-- AUFGABE 1 --
An welchem Wochentag hielt Scholz laut dem Artikel seine Regierungserklärung zum EU-Gipfel im Bundestag?

-- ARTIKEL --
:::

Regierungserklärung vor EU-Gipfel: Es läuft gut für den Kanzler

Friedrich Merz wirft Olaf Scholz im Bundestag indirekt Feigheit vor Putin vor. Doch der weiß, dass die Stimmung im Land eine andere als in Berlin ist.

Bundeskanzler Scholz spricht vor dem Parlament in Berlin

Bundeskanzler Scholz hielt am Mittwoch im Bundestag seine Regierungserklärung zum EU-Gipfel Foto: Liesa Johannssen/reuters

BERLIN taz | „Wir werden die Ukraine so lange unterstützen, wie es nötig ist“, sagt der Kanzler im Bundestag. Olaf Scholz nutzte die Regierungserklärung zum EU-Gipfel, um nochmal die drei Grundzüge seiner Ukraine-Politik zu erläutern. Neben langfristiger Hilfe für Kyjiw gehört dazu das Versprechen, dass sich Deutschland nicht direkt am Krieg beteiligen und man keinen Diktatfrieden Putins akzeptieren werde.

Scholz lobte, dass die EU künftig mehr Waffen an die Ukraine liefern werde, unter anderem indem Profite des eingefrorenen russischen Kapitals von rund fünf Milliarden Euro verwendet werden sollten. Zudem kaufe die EU nun Waffen auf dem Weltmarkt ein. Es gehe „um Solidarität, nicht um Wirtschaftspolitik“. Das war ein versteckter Seitenhieb auf Emmanuel Macron, der sich dagegen lange mit Blick auf die französische Rüstungsindustrie gewehrt hatte.

Olaf Scholz, Bundeskanzler (SPD)

:::

-- EXTRAHIERTE EINTRÄGE --
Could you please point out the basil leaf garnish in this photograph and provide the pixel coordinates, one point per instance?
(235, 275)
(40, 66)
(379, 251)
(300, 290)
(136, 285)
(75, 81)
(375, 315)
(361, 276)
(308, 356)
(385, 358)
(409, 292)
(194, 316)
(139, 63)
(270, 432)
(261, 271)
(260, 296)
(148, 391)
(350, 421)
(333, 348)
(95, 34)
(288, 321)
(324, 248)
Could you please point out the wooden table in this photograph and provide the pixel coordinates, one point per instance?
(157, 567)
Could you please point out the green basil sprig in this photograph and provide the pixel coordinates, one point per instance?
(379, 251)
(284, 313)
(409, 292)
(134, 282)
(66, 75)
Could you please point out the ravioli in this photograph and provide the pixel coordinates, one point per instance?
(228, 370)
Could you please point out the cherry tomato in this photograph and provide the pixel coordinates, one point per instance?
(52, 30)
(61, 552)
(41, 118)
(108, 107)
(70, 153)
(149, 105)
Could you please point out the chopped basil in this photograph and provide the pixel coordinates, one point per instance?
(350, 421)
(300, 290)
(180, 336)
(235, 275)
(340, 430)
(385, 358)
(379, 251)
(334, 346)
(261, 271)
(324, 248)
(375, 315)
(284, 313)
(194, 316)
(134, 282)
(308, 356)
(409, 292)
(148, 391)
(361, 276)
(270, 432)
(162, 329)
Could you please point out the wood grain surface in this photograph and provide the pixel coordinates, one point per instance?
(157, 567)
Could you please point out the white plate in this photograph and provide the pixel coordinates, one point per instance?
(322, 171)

:::

-- AUFGABE 2 --
Gib aus den Zeilen oben alles von der Zeile mit „Could you please point out the wood grain“ bis zur letzten Zeile unverändert aus, beide Enden eingeschlossen.

-- LÖSUNG 1 --
Am Mittwoch.

-- LÖSUNG 2 --
Could you please point out the wood grain surface in this photograph and provide the pixel coordinates, one point per instance?
(157, 567)
Could you please point out the white plate in this photograph and provide the pixel coordinates, one point per instance?
(322, 171)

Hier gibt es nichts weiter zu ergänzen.